(PROBLEM) When you reach the line below that has "Trace the outline of every instance of the submerged", start returning lines exactly, and stop after the line that has "Trace the outline of every instance of the diver silhouette."; skip the pictures.

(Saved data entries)

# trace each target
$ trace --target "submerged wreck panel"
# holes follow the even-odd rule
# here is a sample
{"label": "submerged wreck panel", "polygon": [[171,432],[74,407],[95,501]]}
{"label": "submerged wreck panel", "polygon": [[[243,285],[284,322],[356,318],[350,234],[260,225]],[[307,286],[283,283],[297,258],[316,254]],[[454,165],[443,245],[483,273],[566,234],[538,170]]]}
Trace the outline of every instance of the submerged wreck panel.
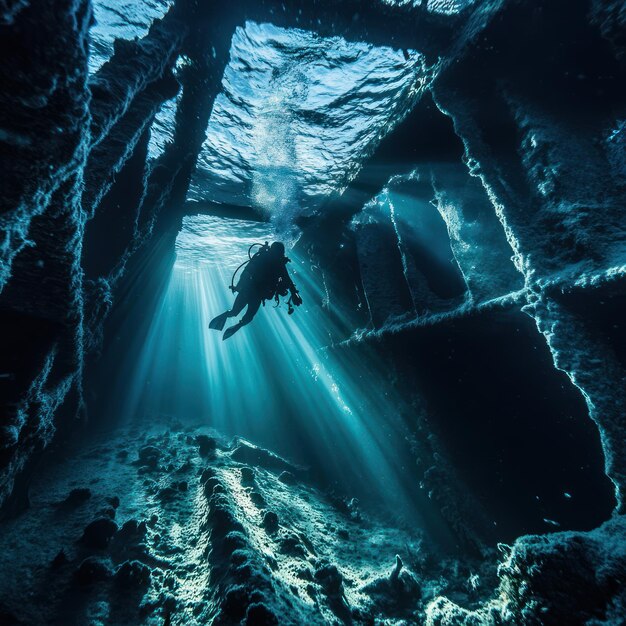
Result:
{"label": "submerged wreck panel", "polygon": [[[621,3],[35,4],[0,622],[623,624]],[[303,305],[222,341],[275,239]]]}

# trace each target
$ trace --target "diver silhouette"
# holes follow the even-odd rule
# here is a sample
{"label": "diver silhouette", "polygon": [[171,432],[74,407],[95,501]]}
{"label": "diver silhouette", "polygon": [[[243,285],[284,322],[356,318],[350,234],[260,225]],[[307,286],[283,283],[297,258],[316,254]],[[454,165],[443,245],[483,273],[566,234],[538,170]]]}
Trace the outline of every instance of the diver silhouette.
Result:
{"label": "diver silhouette", "polygon": [[[259,245],[261,244],[254,244]],[[250,246],[250,251],[254,246]],[[285,246],[280,241],[275,241],[271,246],[267,243],[261,246],[261,249],[250,257],[248,261],[242,263],[235,274],[230,289],[233,293],[237,294],[233,308],[228,311],[224,311],[221,315],[213,318],[209,324],[209,328],[213,330],[222,330],[224,324],[229,317],[235,317],[243,311],[244,307],[248,307],[244,316],[233,326],[227,328],[224,331],[223,340],[232,337],[240,328],[249,324],[261,304],[265,305],[266,300],[272,298],[279,302],[280,296],[286,296],[287,293],[291,294],[287,304],[289,306],[289,314],[293,313],[293,307],[300,306],[302,304],[302,298],[296,289],[296,286],[287,272],[287,263],[290,259],[285,256]],[[241,274],[241,278],[235,286],[234,280],[237,271],[246,266]]]}

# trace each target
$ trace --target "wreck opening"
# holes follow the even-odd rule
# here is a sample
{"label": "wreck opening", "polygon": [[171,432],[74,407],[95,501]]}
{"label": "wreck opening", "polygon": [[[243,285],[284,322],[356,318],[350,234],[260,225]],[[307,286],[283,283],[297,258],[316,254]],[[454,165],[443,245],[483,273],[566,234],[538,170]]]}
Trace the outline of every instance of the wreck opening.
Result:
{"label": "wreck opening", "polygon": [[[200,420],[226,436],[271,447],[308,467],[327,489],[350,493],[364,507],[382,507],[386,515],[416,524],[440,549],[455,550],[440,512],[407,475],[413,450],[397,414],[400,397],[371,362],[325,353],[346,322],[340,310],[325,314],[322,277],[297,247],[288,251],[289,269],[304,304],[293,316],[284,300],[278,307],[269,300],[237,341],[223,342],[208,328],[212,317],[232,306],[228,286],[249,246],[274,238],[264,221],[183,218],[154,315],[145,318],[140,297],[128,304],[124,319],[115,322],[124,358],[114,348],[103,355],[104,367],[98,365],[118,370],[100,407],[116,419],[104,428],[164,416],[182,424]],[[142,286],[138,277],[129,298],[137,298]],[[363,381],[372,378],[384,391],[364,393]]]}

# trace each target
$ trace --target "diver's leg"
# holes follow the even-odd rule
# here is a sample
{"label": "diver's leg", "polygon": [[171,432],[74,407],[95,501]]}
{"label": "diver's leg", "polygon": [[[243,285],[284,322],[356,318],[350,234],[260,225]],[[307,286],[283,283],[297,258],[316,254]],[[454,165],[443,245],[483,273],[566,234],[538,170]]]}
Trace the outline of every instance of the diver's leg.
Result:
{"label": "diver's leg", "polygon": [[239,323],[242,326],[249,324],[254,319],[254,316],[257,314],[257,311],[259,310],[260,306],[261,306],[260,298],[251,299],[250,302],[248,303],[248,310],[246,311],[245,315],[241,318]]}
{"label": "diver's leg", "polygon": [[235,302],[233,302],[232,309],[224,311],[224,313],[222,313],[221,315],[214,317],[209,324],[209,328],[212,328],[213,330],[222,330],[222,328],[224,328],[226,320],[229,317],[235,317],[236,315],[239,315],[239,313],[241,313],[246,304],[248,304],[247,294],[240,291],[235,298]]}
{"label": "diver's leg", "polygon": [[228,317],[235,317],[236,315],[239,315],[239,313],[243,311],[246,304],[248,304],[248,295],[240,291],[233,302],[233,308],[230,311],[226,311],[228,313]]}
{"label": "diver's leg", "polygon": [[249,324],[256,315],[260,306],[261,298],[250,299],[250,301],[248,302],[248,310],[245,312],[244,316],[234,326],[231,326],[224,331],[224,336],[222,337],[222,339],[228,339],[229,337],[232,337],[240,328],[242,328],[246,324]]}
{"label": "diver's leg", "polygon": [[214,317],[209,323],[209,328],[213,330],[222,330],[224,328],[224,324],[229,317],[235,317],[239,315],[241,311],[243,311],[244,307],[248,304],[248,294],[246,292],[240,291],[233,302],[232,309],[228,311],[224,311],[221,315]]}

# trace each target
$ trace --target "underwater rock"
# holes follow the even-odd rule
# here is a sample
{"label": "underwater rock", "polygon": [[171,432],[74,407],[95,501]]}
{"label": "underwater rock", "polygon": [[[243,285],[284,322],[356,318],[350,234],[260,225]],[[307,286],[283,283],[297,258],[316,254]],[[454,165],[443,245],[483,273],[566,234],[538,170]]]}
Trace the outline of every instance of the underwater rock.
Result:
{"label": "underwater rock", "polygon": [[61,502],[61,506],[75,507],[83,502],[86,502],[89,498],[91,498],[91,489],[87,487],[79,487],[70,491],[67,498]]}
{"label": "underwater rock", "polygon": [[170,485],[161,487],[157,493],[157,497],[162,502],[171,502],[172,500],[175,500],[178,495],[180,495],[181,491],[187,491],[188,488],[189,485],[186,480],[173,482]]}
{"label": "underwater rock", "polygon": [[262,603],[251,604],[243,622],[246,626],[278,626],[276,615]]}
{"label": "underwater rock", "polygon": [[248,441],[238,440],[237,446],[230,453],[230,457],[244,465],[259,466],[278,473],[287,471],[297,475],[302,472],[301,468],[297,468],[277,454],[255,446]]}
{"label": "underwater rock", "polygon": [[[621,517],[588,535],[570,532],[519,539],[499,571],[510,608],[519,615],[535,615],[546,626],[573,623],[573,615],[586,623],[618,610],[615,600],[625,599],[625,528]],[[617,531],[615,539],[609,539],[611,531]],[[608,598],[614,599],[607,603]]]}
{"label": "underwater rock", "polygon": [[252,500],[252,502],[256,504],[256,506],[258,506],[259,508],[263,508],[267,504],[265,498],[263,497],[263,494],[259,493],[258,491],[250,492],[250,500]]}
{"label": "underwater rock", "polygon": [[242,585],[233,586],[224,596],[221,612],[224,617],[230,618],[233,623],[236,623],[245,615],[245,609],[249,603],[248,590]]}
{"label": "underwater rock", "polygon": [[148,467],[156,469],[161,459],[161,451],[155,446],[144,446],[139,450],[137,456],[137,465],[140,467]]}
{"label": "underwater rock", "polygon": [[210,456],[217,449],[217,441],[208,435],[197,435],[196,443],[200,456]]}
{"label": "underwater rock", "polygon": [[224,554],[232,555],[237,550],[245,551],[245,548],[248,547],[248,542],[243,532],[238,531],[238,530],[233,530],[227,533],[223,537],[222,544],[220,547],[224,551]]}
{"label": "underwater rock", "polygon": [[116,544],[125,544],[129,542],[139,542],[146,536],[146,522],[136,519],[129,519],[119,529],[115,535]]}
{"label": "underwater rock", "polygon": [[278,515],[274,511],[266,511],[262,523],[268,533],[275,533],[278,530]]}
{"label": "underwater rock", "polygon": [[391,573],[368,583],[363,590],[372,598],[377,610],[386,614],[415,610],[422,595],[417,578],[404,568],[398,555]]}
{"label": "underwater rock", "polygon": [[498,568],[495,598],[466,609],[445,598],[427,607],[427,626],[621,624],[626,608],[626,518],[593,531],[518,539]]}
{"label": "underwater rock", "polygon": [[92,136],[104,140],[147,86],[173,65],[187,26],[176,10],[155,20],[136,41],[116,39],[113,56],[92,76]]}
{"label": "underwater rock", "polygon": [[313,582],[313,572],[311,571],[311,568],[309,567],[301,567],[296,575],[298,576],[298,578],[302,579],[302,580],[307,580],[309,582]]}
{"label": "underwater rock", "polygon": [[321,564],[315,570],[314,578],[326,594],[329,605],[335,615],[344,622],[350,621],[352,612],[346,601],[343,576],[337,569],[337,566],[331,563]]}
{"label": "underwater rock", "polygon": [[107,502],[114,508],[117,509],[120,505],[120,499],[118,496],[113,496],[111,498],[107,498]]}
{"label": "underwater rock", "polygon": [[305,559],[308,556],[307,549],[304,547],[300,537],[293,532],[288,531],[278,540],[278,546],[282,554]]}
{"label": "underwater rock", "polygon": [[246,486],[254,485],[254,470],[251,467],[241,468],[241,484]]}
{"label": "underwater rock", "polygon": [[[177,441],[181,446],[177,450],[179,456],[187,448],[195,449],[193,440]],[[33,545],[48,541],[48,530],[42,533],[36,522],[42,523],[39,512],[49,508],[41,494],[67,493],[67,484],[75,475],[91,484],[106,468],[110,489],[118,493],[125,490],[128,506],[139,506],[149,518],[148,522],[137,517],[127,519],[108,543],[105,538],[100,544],[106,545],[109,558],[87,561],[81,575],[86,584],[113,577],[115,593],[128,590],[125,597],[129,610],[135,611],[141,603],[141,615],[151,616],[150,619],[167,618],[164,603],[171,597],[172,607],[174,602],[176,605],[176,609],[170,610],[172,622],[180,613],[190,626],[210,621],[209,606],[215,607],[216,623],[241,623],[253,605],[264,605],[269,614],[262,609],[257,614],[255,609],[250,612],[251,620],[267,619],[273,623],[271,615],[274,615],[278,623],[286,626],[350,621],[367,624],[377,617],[420,623],[424,605],[437,591],[449,594],[449,603],[462,604],[470,597],[457,591],[467,587],[467,568],[445,564],[437,558],[422,563],[420,558],[428,545],[414,543],[414,536],[389,526],[388,522],[370,518],[363,505],[361,520],[354,522],[347,500],[343,510],[338,511],[325,491],[305,482],[286,485],[275,471],[254,466],[255,482],[272,502],[271,510],[256,508],[247,499],[247,489],[241,487],[241,465],[226,456],[209,467],[198,467],[198,479],[204,476],[211,482],[213,493],[198,498],[194,489],[177,491],[176,506],[163,506],[154,499],[154,481],[138,476],[133,467],[117,459],[114,449],[110,457],[89,455],[75,459],[69,469],[61,466],[56,474],[45,473],[36,486],[36,508],[26,514],[29,525],[20,541],[16,542],[15,537],[19,528],[5,532],[6,522],[0,522],[0,548],[22,568],[20,571],[29,571],[32,555],[23,563],[16,554],[16,546],[23,545],[24,540]],[[217,487],[219,490],[215,491]],[[92,497],[85,506],[96,510],[98,503],[93,500]],[[149,509],[145,508],[146,503]],[[170,532],[181,519],[186,526],[180,525],[176,533]],[[269,529],[279,522],[278,528],[270,532],[264,519]],[[161,532],[155,533],[152,530],[155,526]],[[107,527],[110,534],[114,527],[108,523]],[[72,529],[67,526],[67,516],[54,516],[48,528],[58,538],[59,545],[71,542]],[[395,567],[389,568],[384,554],[399,553],[402,549],[409,556],[405,558],[402,553]],[[41,552],[44,553],[45,550]],[[37,558],[34,562],[38,562]],[[174,570],[173,562],[184,565]],[[419,579],[413,574],[414,562],[420,563]],[[61,589],[65,584],[63,576],[72,564],[72,561],[63,562],[57,568]],[[33,571],[33,585],[41,585],[49,571],[49,561],[37,567]],[[344,571],[350,572],[349,578],[344,579]],[[493,585],[484,570],[477,566],[473,571],[480,573],[482,581],[480,593],[471,596],[471,602],[478,603]],[[207,587],[207,579],[215,583]],[[11,598],[16,594],[11,591],[14,589],[9,587],[11,584],[0,577],[0,610],[6,605],[6,610],[15,613]],[[190,599],[185,592],[181,593],[181,588],[202,591],[199,597]],[[107,586],[107,589],[111,588]],[[50,593],[58,593],[58,588],[50,589]],[[56,611],[49,595],[36,598],[32,607],[18,611],[26,616],[24,623],[42,623],[41,614]]]}
{"label": "underwater rock", "polygon": [[117,524],[110,517],[101,517],[86,526],[81,542],[90,548],[103,550],[117,532]]}
{"label": "underwater rock", "polygon": [[63,565],[65,565],[68,562],[68,558],[67,555],[65,554],[65,550],[63,550],[63,548],[61,548],[56,556],[54,557],[54,559],[52,559],[52,563],[50,563],[50,567],[52,569],[57,569]]}
{"label": "underwater rock", "polygon": [[281,483],[285,483],[286,485],[293,485],[296,482],[296,477],[291,472],[285,470],[284,472],[280,473],[280,475],[278,476],[278,480],[280,480]]}
{"label": "underwater rock", "polygon": [[113,570],[107,559],[89,556],[78,566],[74,579],[79,585],[90,585],[107,580],[112,575]]}
{"label": "underwater rock", "polygon": [[343,576],[336,565],[324,563],[315,570],[315,580],[330,596],[343,595]]}
{"label": "underwater rock", "polygon": [[176,468],[176,474],[186,474],[193,468],[191,461],[185,461],[180,467]]}
{"label": "underwater rock", "polygon": [[125,561],[115,572],[115,582],[124,587],[144,587],[150,583],[151,569],[139,561]]}
{"label": "underwater rock", "polygon": [[102,517],[109,517],[110,519],[115,519],[115,514],[116,514],[115,509],[112,506],[98,511],[98,515]]}

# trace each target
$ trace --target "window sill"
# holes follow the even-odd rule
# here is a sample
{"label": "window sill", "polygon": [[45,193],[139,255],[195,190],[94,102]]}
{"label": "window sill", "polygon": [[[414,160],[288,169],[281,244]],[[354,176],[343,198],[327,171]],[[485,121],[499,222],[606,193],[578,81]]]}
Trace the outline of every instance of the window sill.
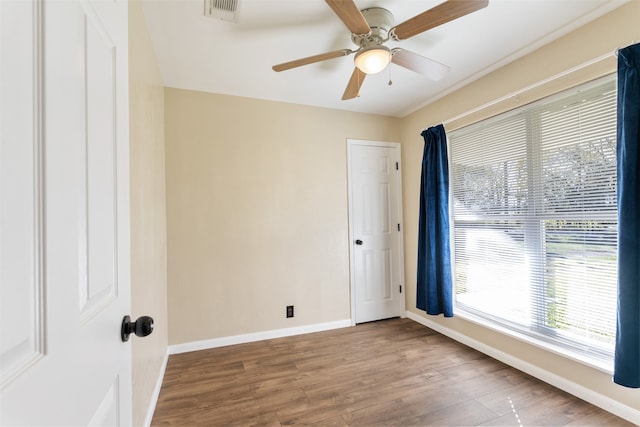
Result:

(FINAL ANSWER)
Trace the outline of every instance of the submerged wreck panel.
Result:
{"label": "submerged wreck panel", "polygon": [[[621,3],[35,4],[0,622],[623,624]],[[303,305],[222,341],[275,239]]]}

# trace each target
$ trace --target "diver silhouette"
# holes follow the even-odd rule
# here is a sample
{"label": "diver silhouette", "polygon": [[171,432],[74,407],[95,501]]}
{"label": "diver silhouette", "polygon": [[[243,285],[284,322],[356,318],[350,234],[260,225]],[[307,286],[283,283],[297,258],[316,254]],[[454,165],[443,245],[483,273],[566,234],[538,170]]]}
Trace the outline of every instance of the diver silhouette.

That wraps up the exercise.